*Given task*.
List every line of the listing below that contains the word "snow", matching case exactly.

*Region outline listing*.
— begin —

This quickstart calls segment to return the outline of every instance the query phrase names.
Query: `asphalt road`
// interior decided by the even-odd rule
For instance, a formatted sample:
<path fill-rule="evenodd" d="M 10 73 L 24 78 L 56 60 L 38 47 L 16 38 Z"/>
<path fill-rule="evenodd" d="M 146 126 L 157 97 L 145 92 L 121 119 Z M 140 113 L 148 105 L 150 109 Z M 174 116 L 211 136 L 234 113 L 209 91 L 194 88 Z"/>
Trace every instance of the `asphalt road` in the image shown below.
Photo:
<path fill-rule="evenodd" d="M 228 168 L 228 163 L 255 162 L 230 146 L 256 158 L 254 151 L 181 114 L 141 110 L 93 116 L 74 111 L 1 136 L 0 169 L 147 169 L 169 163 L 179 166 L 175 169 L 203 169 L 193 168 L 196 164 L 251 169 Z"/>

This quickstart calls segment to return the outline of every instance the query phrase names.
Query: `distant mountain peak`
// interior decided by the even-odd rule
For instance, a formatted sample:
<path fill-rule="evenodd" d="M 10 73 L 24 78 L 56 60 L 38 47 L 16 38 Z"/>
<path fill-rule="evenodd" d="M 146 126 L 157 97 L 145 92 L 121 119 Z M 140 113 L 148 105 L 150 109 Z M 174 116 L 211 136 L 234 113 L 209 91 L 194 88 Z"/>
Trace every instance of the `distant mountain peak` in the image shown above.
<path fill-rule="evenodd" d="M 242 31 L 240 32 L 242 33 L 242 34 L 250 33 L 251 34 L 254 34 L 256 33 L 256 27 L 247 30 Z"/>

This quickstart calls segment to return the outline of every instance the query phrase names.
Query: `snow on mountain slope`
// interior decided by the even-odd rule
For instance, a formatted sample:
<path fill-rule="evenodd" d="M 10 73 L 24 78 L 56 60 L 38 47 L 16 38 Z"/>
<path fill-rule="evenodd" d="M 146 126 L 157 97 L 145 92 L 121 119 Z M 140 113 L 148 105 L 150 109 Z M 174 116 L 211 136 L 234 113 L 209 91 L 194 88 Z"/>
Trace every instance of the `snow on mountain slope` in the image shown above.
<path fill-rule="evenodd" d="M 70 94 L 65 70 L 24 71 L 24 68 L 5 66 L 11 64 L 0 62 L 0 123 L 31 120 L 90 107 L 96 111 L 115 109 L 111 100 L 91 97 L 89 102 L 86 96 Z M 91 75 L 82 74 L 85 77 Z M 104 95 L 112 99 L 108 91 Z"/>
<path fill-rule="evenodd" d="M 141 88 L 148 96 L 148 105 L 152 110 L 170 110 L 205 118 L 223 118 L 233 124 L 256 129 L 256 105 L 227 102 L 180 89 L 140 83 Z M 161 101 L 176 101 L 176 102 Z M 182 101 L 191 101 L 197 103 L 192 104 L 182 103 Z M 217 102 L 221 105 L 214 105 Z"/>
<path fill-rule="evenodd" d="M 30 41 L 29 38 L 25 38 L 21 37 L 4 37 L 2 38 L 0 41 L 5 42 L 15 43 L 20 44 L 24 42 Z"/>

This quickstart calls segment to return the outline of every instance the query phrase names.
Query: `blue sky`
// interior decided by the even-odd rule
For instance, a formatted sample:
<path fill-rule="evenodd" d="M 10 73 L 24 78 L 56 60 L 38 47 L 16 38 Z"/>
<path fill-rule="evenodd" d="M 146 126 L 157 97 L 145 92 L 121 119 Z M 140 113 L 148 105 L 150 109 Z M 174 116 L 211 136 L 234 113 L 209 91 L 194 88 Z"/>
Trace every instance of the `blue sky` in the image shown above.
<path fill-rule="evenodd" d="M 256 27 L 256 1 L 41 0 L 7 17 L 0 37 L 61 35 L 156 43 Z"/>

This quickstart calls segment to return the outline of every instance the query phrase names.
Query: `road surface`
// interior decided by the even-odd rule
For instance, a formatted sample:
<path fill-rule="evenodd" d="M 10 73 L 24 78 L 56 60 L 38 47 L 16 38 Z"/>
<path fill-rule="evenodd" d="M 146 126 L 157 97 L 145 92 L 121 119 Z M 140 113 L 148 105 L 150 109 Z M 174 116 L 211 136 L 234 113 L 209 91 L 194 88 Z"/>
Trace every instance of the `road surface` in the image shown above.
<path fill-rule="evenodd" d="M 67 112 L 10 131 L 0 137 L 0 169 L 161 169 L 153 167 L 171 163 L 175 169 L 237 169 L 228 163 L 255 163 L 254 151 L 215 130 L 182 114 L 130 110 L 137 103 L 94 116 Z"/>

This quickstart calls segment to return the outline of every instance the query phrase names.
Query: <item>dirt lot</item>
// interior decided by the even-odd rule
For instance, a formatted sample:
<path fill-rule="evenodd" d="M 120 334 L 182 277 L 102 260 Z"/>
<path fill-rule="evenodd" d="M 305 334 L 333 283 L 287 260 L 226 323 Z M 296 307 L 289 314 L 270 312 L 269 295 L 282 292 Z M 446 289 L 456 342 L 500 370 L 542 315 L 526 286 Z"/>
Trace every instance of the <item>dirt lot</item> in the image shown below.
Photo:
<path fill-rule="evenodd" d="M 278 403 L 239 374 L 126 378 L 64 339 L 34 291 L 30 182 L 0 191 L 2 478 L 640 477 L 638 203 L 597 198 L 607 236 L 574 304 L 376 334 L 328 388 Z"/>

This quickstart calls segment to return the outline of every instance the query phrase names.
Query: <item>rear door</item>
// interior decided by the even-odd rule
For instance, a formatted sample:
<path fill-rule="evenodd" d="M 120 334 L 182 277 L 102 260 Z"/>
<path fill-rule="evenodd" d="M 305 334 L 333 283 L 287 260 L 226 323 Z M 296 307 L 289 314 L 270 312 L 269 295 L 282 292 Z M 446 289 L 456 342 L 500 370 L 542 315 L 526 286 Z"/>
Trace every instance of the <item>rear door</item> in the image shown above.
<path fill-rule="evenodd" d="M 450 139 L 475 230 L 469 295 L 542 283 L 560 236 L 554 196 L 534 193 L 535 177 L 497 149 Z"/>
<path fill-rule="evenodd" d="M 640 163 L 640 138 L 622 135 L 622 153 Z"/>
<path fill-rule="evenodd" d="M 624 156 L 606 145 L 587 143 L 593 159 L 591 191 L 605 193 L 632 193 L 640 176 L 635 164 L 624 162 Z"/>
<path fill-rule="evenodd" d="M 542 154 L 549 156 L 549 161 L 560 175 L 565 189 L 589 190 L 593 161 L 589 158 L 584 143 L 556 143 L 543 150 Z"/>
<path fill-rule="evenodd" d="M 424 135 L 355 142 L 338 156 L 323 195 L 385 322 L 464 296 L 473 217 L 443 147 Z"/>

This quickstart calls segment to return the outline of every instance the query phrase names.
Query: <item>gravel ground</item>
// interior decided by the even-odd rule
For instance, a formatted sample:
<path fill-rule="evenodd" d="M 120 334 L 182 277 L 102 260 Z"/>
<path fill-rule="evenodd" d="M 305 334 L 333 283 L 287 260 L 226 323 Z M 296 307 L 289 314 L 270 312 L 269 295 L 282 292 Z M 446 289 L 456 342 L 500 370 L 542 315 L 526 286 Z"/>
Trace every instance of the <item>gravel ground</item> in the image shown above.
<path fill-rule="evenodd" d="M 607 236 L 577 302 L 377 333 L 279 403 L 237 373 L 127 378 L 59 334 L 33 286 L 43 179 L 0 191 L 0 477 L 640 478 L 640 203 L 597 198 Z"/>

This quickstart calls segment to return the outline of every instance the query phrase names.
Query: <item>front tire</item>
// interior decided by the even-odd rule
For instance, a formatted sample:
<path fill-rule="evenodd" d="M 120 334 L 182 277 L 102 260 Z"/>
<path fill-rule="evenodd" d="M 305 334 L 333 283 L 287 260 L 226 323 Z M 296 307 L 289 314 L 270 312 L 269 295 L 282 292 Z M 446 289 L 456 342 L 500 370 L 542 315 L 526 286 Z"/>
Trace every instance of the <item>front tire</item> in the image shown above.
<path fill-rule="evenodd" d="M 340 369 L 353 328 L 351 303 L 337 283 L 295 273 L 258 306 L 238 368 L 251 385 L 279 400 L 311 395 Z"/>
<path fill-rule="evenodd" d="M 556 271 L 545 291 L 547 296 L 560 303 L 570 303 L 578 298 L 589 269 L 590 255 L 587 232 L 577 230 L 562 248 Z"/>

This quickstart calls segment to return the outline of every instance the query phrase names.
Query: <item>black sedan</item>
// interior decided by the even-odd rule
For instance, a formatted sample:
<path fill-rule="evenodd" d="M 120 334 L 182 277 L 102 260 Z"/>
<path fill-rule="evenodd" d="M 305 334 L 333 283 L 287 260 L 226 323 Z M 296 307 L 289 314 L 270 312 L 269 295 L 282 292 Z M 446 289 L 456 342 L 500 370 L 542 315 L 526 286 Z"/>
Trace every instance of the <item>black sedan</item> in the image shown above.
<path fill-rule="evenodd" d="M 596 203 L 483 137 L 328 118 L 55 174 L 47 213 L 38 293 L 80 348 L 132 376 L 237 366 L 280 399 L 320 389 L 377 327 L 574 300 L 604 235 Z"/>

— end —

*Solution*.
Query: `snow on mountain slope`
Trace every instance of the `snow on mountain slope` in the image shown above.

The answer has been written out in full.